# [AIM OF THE EXERCISE]
A word-for-word transcription of every record is needed.
•••
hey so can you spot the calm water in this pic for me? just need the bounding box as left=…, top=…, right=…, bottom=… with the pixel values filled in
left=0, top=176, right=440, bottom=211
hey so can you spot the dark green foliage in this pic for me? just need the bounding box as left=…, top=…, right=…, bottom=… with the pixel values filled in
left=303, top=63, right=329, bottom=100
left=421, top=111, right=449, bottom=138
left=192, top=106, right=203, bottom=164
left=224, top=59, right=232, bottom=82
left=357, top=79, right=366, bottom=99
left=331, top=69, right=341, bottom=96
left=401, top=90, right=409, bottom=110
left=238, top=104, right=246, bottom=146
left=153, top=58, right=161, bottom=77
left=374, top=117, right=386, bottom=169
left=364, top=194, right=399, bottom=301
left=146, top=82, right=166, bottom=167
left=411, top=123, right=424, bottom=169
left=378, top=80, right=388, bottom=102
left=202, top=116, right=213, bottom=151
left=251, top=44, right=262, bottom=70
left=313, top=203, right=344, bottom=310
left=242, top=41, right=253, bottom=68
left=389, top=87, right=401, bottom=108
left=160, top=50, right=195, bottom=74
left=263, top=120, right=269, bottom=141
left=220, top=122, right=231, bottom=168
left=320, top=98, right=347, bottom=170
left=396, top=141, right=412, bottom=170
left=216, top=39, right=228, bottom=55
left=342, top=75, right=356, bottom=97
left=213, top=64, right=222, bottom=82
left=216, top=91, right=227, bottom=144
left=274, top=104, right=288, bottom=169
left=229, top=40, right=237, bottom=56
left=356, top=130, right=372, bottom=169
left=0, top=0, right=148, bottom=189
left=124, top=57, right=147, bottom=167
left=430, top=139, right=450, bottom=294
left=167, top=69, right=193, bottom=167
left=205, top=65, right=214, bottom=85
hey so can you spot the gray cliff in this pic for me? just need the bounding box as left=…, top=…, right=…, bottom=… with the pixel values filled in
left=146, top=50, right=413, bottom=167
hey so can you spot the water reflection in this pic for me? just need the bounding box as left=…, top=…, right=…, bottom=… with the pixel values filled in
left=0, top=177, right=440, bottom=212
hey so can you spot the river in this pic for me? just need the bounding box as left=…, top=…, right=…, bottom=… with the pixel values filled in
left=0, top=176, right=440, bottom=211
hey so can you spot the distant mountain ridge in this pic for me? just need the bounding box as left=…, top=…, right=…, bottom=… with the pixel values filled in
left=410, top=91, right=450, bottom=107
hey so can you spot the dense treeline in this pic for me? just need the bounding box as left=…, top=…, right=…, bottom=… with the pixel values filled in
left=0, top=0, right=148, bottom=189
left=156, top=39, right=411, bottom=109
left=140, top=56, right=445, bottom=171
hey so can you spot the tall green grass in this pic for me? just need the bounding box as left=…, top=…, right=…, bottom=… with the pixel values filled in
•••
# [OUTPUT BELOW]
hey so can you spot the calm water in this pic for me? just need the bounding box as left=…, top=…, right=…, bottom=… with the pixel values filled in
left=0, top=176, right=440, bottom=211
hey so can you spot the dark green foliage in this pic for me? just need the bounding box as left=…, top=…, right=…, bottom=… with the pixel values filled in
left=303, top=63, right=329, bottom=100
left=421, top=111, right=449, bottom=138
left=192, top=106, right=203, bottom=164
left=224, top=59, right=232, bottom=82
left=357, top=79, right=366, bottom=99
left=331, top=69, right=341, bottom=96
left=401, top=90, right=409, bottom=110
left=238, top=104, right=246, bottom=146
left=153, top=58, right=161, bottom=77
left=374, top=117, right=386, bottom=169
left=364, top=194, right=399, bottom=301
left=146, top=82, right=166, bottom=167
left=411, top=123, right=424, bottom=169
left=378, top=80, right=388, bottom=102
left=202, top=116, right=213, bottom=151
left=251, top=44, right=262, bottom=70
left=313, top=203, right=344, bottom=310
left=242, top=41, right=253, bottom=68
left=389, top=87, right=401, bottom=108
left=160, top=50, right=195, bottom=74
left=263, top=120, right=269, bottom=141
left=220, top=122, right=231, bottom=168
left=320, top=98, right=347, bottom=170
left=396, top=141, right=412, bottom=170
left=216, top=39, right=228, bottom=55
left=342, top=75, right=356, bottom=97
left=213, top=64, right=222, bottom=82
left=216, top=91, right=227, bottom=144
left=274, top=104, right=288, bottom=169
left=229, top=40, right=237, bottom=56
left=356, top=130, right=372, bottom=169
left=0, top=0, right=148, bottom=189
left=124, top=57, right=147, bottom=167
left=430, top=139, right=450, bottom=294
left=167, top=69, right=193, bottom=167
left=205, top=65, right=214, bottom=85
hey so can you spot the gray cliff in this pic for me? just need the bounding box as left=…, top=…, right=…, bottom=… with the pixel values filled in
left=146, top=50, right=413, bottom=167
hey so can you spot the water reflection in this pic for me? just need the bounding box as left=…, top=…, right=…, bottom=… with the pixel values filled in
left=0, top=177, right=440, bottom=212
hey so can you spot the river in this pic for me? just need the bounding box as left=…, top=…, right=…, bottom=… with the pixel values filled in
left=0, top=176, right=440, bottom=211
hey so can you spot the distant mountain ridge in this pic for me? just need the bounding box as left=…, top=…, right=…, bottom=… with the pixel values filled in
left=410, top=91, right=450, bottom=107
hey so can you spot the dense treeline in this pic for me? just need the bounding box as left=…, top=…, right=…, bottom=… with the pixel values filled in
left=0, top=0, right=148, bottom=189
left=156, top=39, right=411, bottom=109
left=140, top=56, right=445, bottom=171
hey so can you spot the tall green grass in this pic for me? just need the bounding box as left=…, top=…, right=…, bottom=… with the pixel values filled in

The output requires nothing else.